**SET EXERCISE**
Add 29 to each coordinate in the answer points of the items below, starting with the line containing "out the advertising" and going on through the end of the items, and write out every line of that stretch in full. Leave the sample point lists and all other text unchanged.

**DATA RECORDS**

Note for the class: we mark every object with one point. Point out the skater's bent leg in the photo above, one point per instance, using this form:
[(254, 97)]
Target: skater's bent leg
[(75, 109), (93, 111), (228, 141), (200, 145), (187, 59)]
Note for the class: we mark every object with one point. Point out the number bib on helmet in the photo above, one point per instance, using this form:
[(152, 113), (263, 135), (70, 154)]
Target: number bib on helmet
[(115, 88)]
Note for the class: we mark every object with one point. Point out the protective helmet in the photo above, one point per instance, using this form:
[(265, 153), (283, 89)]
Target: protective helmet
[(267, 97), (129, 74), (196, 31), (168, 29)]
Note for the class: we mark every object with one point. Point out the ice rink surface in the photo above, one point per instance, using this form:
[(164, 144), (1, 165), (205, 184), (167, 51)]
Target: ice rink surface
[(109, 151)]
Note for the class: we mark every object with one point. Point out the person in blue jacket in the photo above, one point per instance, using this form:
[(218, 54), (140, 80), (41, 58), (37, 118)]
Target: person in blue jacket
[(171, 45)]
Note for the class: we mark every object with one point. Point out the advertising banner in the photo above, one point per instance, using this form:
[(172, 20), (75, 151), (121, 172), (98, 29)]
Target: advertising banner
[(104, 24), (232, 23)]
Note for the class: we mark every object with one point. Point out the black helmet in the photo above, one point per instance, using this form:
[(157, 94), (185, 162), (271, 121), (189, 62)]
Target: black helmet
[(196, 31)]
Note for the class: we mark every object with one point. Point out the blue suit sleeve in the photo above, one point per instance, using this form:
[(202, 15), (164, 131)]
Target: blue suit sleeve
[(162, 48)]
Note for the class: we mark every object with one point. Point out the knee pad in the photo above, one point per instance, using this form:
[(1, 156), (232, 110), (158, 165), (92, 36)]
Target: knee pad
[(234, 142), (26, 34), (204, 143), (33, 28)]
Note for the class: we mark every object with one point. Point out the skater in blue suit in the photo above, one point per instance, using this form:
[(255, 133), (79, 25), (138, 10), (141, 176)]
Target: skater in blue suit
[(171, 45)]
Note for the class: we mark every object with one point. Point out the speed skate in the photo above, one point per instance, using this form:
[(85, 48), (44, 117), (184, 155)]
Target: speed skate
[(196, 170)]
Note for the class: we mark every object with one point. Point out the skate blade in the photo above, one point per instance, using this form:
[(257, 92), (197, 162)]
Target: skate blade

**RESPONSE TO THE EXERCISE**
Note for the class: we mark every object with one point. Point out the advertising banner in the photo above, one point per instance, using this form:
[(172, 20), (75, 151), (121, 172), (98, 29)]
Target: advertising banner
[(133, 53), (261, 52)]
Note for the class: we mark every object with one point. Point out the black helmet in the photo above, one point per instance, using this form:
[(157, 94), (185, 162), (271, 121), (189, 62)]
Target: black helmet
[(225, 60)]
Note for the class: we mark every object with one point. Point out the blue suit sleeve in the photo above, one point per instance, using this form:
[(202, 15), (164, 131)]
Target: blue suit sleeve
[(191, 77)]
Note for the class: we mark every object with one point. Point out the knee pad in the photo above, one point per instance, using this form:
[(1, 156), (232, 110), (158, 165), (92, 36)]
Target: knee pad
[(263, 171), (55, 63), (233, 172), (62, 57)]
Note for the class: we mark every object with one point. Point out the skater in blue suit in the photo above, one point per instance, using this form:
[(255, 133), (79, 25), (138, 10), (141, 176)]
Target: skater in blue suit
[(200, 74)]
Note for the class: we mark every object with one point. Point out the speed skate in the photo above, one point per instance, using this form:
[(85, 48), (44, 117), (184, 155)]
Target: speed skate
[(225, 199)]
Note for the class: we mark every object with one point. Point out the skate blade in the photo above, one point per instance, using this form:
[(257, 92), (197, 162)]
Target: skate blade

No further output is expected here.